The extraordinarily well-preserved fossils may give scientists insight as to why the dinosaurs went extinct while other species survived.

(CN) — Researchers have determined that the asteroid that killed most of the dinosaurs occurred during the springtime.

In a study published Wednesday in the journal Nature, scientists explain how they used powerful X-ray scans and carbon isotope records to examine the fossilized bones of fishes that died less than an hour after the asteroid’s impact. The international team of scientists studied fossilized paddlefishes and sturgeons from a site in North Dakota called Tanis. The fishes were extraordinarily well-preserved, with the soft tissue of some preserved along with the bones. The fossils proved key to helping researchers determine the season when the asteroid struck.

“These bones registered seasonal growth very much like trees do,” said Sophie Sanchez, one of the study’s authors and a lecturer at Sweden’s Uppsala University, in a statement. 

Comparable to how a tree’s rings can indicate its age and history, the bones indicated at what point in the fishes’ lives they died. The fossils showed the fishes had not yet reached their peak bone density at the time of their death.

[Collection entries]
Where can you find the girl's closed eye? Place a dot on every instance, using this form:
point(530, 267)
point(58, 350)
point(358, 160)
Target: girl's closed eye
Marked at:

Objectives:
(a) In the dinosaur fossil text, during which season did the asteroid strike?
(b) Apart from the "(CN)" tag, list every proper name that appears in the dinosaur fossil text.
(c) Resume the dinosaur fossil text, starting after its final sentence.

Task answers:
(a) It struck in the springtime.

(b) Nature, Tanis, North Dakota, Sophie Sanchez, Uppsala University, Sweden

(c)
Once the meteorite hit the planet’s surface, massive standing waves surged through bodies of water. Spherules — the remnants of the shattered asteroid — showered down from the sky. The fishes were buried alive in the massive amount of sediment and the spherules remained lodged in their gills approximately 65 million years later.

The carbon isotope analysis revealed that one of the study’s paddlefish ate different prey depending on the season, with zooplankton making up much of its diet throughout the spring and summer. The consumption of zooplankton would bolster the fish’s skeleton with a particular carbon isotope, giving scientists a metric to track how long the fish had been feasted on the zooplankton before it died.

“The carbon isotope signal across the growth record of the unfortunate paddlefish confirms that the feeding season had not yet climaxed — death came in spring,” said Melanie During, the study’s lead author from Uppsala University, in a statement.

The mass extinction that closed out the Mesozoic Era marked the end of a plethora of species, including the non-avian dinosaurs, pterosaurs, certain marine mollusks and many marine reptiles. But the researchers hope their work will aid scientists in answering why species including many mammals, birds, crocodiles and turtles survived.

According to a statement accompanying the research, the study’s finding that the extinction likely “abruptly started during northern-hemisphere spring” suggests that the asteroid struck when many of the organisms in the Northern Hemisphere were at the onset of their reproduction cycles. Organisms in the Southern Hemisphere preparing for winter may have been more protected from total extinction.

“This crucial finding will help to uncover why most of the dinosaurs died out while birds and early mammals managed to evade extinction,” said During.